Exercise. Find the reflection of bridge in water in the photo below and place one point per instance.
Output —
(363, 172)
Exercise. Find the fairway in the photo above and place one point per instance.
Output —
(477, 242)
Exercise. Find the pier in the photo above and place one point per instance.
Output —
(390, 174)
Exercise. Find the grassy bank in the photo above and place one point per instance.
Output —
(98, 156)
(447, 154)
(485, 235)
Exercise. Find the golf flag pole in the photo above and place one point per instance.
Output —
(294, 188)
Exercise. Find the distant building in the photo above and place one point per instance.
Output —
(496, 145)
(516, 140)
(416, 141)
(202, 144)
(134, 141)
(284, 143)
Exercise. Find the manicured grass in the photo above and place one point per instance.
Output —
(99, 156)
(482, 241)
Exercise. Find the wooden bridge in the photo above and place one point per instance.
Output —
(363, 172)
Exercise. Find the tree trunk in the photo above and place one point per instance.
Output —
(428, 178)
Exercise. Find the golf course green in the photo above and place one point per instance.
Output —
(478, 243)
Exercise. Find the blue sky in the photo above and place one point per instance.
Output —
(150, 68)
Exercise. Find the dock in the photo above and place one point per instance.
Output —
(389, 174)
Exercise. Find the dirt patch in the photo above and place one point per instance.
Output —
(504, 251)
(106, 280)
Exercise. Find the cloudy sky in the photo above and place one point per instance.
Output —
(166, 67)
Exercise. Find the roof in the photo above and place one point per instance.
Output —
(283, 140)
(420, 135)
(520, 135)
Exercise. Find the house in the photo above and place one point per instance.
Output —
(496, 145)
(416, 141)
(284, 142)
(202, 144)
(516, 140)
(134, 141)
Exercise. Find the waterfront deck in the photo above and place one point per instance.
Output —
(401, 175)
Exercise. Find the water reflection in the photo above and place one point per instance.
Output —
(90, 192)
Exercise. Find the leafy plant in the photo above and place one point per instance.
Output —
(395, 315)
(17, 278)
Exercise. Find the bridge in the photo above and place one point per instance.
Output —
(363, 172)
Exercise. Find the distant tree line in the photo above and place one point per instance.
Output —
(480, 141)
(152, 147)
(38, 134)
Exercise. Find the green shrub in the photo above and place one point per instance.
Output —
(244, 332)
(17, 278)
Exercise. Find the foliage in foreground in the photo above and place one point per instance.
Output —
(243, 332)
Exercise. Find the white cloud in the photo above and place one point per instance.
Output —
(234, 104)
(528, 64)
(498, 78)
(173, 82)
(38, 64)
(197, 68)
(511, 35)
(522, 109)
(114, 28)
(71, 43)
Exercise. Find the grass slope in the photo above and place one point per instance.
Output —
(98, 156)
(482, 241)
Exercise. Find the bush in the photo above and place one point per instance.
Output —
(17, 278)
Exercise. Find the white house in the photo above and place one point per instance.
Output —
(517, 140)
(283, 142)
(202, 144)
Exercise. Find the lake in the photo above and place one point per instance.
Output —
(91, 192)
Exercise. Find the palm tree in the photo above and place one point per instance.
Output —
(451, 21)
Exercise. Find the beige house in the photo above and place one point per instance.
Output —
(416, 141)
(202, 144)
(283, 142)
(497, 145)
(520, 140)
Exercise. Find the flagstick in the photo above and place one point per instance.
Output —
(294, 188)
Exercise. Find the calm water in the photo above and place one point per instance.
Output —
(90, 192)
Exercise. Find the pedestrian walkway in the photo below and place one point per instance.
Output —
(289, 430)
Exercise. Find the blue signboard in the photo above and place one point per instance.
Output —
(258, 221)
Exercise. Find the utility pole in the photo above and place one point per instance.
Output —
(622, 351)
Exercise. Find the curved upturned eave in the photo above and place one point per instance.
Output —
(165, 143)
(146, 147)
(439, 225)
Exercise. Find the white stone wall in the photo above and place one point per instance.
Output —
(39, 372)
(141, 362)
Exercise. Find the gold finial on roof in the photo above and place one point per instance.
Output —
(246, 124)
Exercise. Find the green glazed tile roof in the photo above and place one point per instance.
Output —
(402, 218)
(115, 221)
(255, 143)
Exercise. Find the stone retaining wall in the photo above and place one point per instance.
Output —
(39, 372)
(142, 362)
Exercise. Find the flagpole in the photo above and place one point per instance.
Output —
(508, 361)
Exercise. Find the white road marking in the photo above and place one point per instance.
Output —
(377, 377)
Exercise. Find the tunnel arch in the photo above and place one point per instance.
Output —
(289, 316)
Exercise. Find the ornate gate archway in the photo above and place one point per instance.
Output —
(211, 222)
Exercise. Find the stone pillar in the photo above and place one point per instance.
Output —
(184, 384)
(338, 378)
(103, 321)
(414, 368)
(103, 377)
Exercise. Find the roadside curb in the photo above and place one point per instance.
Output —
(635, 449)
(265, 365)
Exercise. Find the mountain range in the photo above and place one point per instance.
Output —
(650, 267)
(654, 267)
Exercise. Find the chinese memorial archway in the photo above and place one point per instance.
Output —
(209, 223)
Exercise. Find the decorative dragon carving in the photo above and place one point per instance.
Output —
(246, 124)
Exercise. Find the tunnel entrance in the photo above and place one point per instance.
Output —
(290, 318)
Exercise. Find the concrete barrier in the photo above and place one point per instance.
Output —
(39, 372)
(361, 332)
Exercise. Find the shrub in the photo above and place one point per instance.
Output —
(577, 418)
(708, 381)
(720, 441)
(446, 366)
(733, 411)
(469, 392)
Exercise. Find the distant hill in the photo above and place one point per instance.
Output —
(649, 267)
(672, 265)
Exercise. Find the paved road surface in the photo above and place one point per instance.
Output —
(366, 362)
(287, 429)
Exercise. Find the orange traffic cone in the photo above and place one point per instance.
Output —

• AIM OF THE EXERCISE
Please repeat the listing exactly, with nothing left out.

• CORRECT RESPONSE
Exercise. Find the reflection of bridge in water in the photo below and place one point per instance.
Output —
(363, 172)
Exercise. Find the fairway in the photo above and place one point per instance.
Output —
(477, 242)
Exercise. Find the pier in the photo above and place one point per instance.
Output —
(390, 174)
Exercise. Find the grassy bank in the photo above and place one point per instance.
Output —
(98, 156)
(447, 154)
(485, 235)
Exercise. Find the golf flag pole in the photo above and place one point per instance.
Output —
(294, 188)
Exercise. Find the distant building in the photo above and place one point per instance.
Output —
(496, 145)
(516, 140)
(416, 141)
(202, 144)
(134, 141)
(284, 143)
Exercise. Find the manicured grass in the photo above and place one point per instance.
Output —
(99, 156)
(482, 241)
Exercise. Find the wooden bridge in the photo above and place one point per instance.
Output —
(363, 172)
Exercise. Find the tree trunk in the photo above and place one point per instance.
Output —
(428, 178)
Exercise. Find the golf course green in the photo above and place one point per instance.
Output —
(478, 243)
Exercise. Find the blue sky in the photo above and place one point per instance.
Output —
(150, 68)
Exercise. Find the dock in the photo above and place one point per instance.
Output —
(389, 174)
Exercise. Find the dirt patch in the photo above and place one point per instance.
Output —
(504, 251)
(106, 280)
Exercise. Find the cloudy sky in the photo above and place one point per instance.
Output —
(166, 67)
Exercise. Find the roof in the photo above and place one point per instance.
Output —
(283, 140)
(420, 135)
(520, 135)
Exercise. Find the house in the photo above and place one point per instance.
Output —
(496, 145)
(416, 141)
(284, 142)
(202, 144)
(516, 140)
(134, 141)
Exercise. Find the waterfront deck in the photo above and place one point per instance.
Output —
(401, 175)
Exercise. Find the water reflection in the photo above and place one point per instance.
Output —
(90, 192)
Exercise. Find the leafy plant in the photo above and place one point per instance.
Output —
(395, 315)
(17, 278)
Exercise. Find the bridge in the photo above and place one point per instance.
Output —
(363, 172)
Exercise. Find the distant tree line in the photo above and place one point per instance.
Output —
(480, 141)
(152, 147)
(38, 134)
Exercise. Find the green shrub in the photo above and place one point per instance.
Output —
(244, 332)
(17, 278)
Exercise. Find the foliage in foreground in the photo above and place one point per instance.
Output —
(243, 332)
Exercise. Find the white cloud in the photo above and place one point per instance.
Output —
(234, 104)
(528, 64)
(498, 78)
(173, 82)
(38, 64)
(197, 68)
(511, 35)
(522, 109)
(114, 28)
(71, 43)
Exercise. Find the grass slope in the photo above and place one point per instance.
Output —
(98, 156)
(482, 241)
Exercise. Find the bush in the photo above and place one point per instance.
Output —
(17, 278)
Exercise. Find the white house in the photo above and place one point per instance.
Output —
(517, 140)
(283, 142)
(202, 144)
Exercise. Find the lake in the photo above and place one point per instance.
Output —
(91, 192)
Exercise. Find the palm tree in the photo above and place one point per instance.
Output —
(451, 21)
Exercise. Find the beige house in the photo above and place one point per instance.
Output —
(416, 141)
(202, 144)
(283, 142)
(497, 145)
(520, 140)
Exercise. Find the flagstick in the photo above and place one point per instance.
Output —
(294, 188)
Exercise. Find the calm water in the photo above and place one point per instance.
Output —
(90, 192)
Exercise. Find the pedestrian walkway in the photo below and place one point per instance.
Output —
(289, 430)
Exercise. Find the blue signboard in the photo above and place one point per instance.
Output —
(258, 221)
Exercise. Find the utility pole in the photo above and place one point per instance.
Output —
(622, 351)
Exercise. Find the curved upturned eave in the photo above and place one point per instance.
Output —
(165, 143)
(146, 147)
(439, 225)
Exercise. Find the white stone wall in the photo above and place one point per instance.
Output —
(39, 372)
(141, 362)
Exercise. Find the gold finial on roof in the photo above and place one point per instance.
Output —
(246, 124)
Exercise. Find the green glazed tile roof in the photo above and place one point per instance.
Output —
(402, 218)
(115, 221)
(255, 143)
Exercise. Find the stone retaining wall in the photo above and place one point per instance.
Output —
(39, 372)
(142, 362)
Exercise. Find the flagpole in the photo above and place one point per instance.
Output —
(508, 361)
Exercise. Find the white road marking in the photo above and place one point per instance.
Output —
(377, 377)
Exercise. Find the tunnel arch in the photo above and place one point per instance.
Output —
(289, 316)
Exercise. Find the ornate gate archway in the photo above and place one point per instance.
Output —
(211, 222)
Exercise. Find the stone pillar in the photo above and place one point per instance.
Output —
(184, 384)
(338, 378)
(103, 321)
(414, 368)
(103, 377)
Exercise. Find the roadside curb in the photo above and place one point per instance.
Output —
(635, 449)
(265, 365)
Exercise. Find the mountain range in the photo above and place one point per instance.
Output —
(650, 267)
(654, 267)
Exercise. Find the chinese memorial archway in the photo above and place one point per instance.
Output —
(209, 223)
Exercise. Find the decorative dragon carving in the photo above and place one point per instance.
Output —
(246, 124)
Exercise. Find the tunnel entrance in the photo above and place one point per instance.
Output —
(290, 318)
Exercise. Find the concrete barrier in the photo above and place one point per instance.
Output —
(39, 372)
(361, 332)
Exercise. Find the shrub in the photo above and place one point per instance.
Output —
(577, 418)
(708, 381)
(720, 441)
(446, 366)
(733, 411)
(469, 392)
Exercise. Find the distant hill in the photo above and place one point per instance.
Output —
(649, 267)
(672, 265)
Exercise. Find the paved road surface in the photo above and place one point per instance.
Output —
(366, 362)
(287, 429)
Exercise. Find the orange traffic cone in the photo above and place one point per instance.
Output —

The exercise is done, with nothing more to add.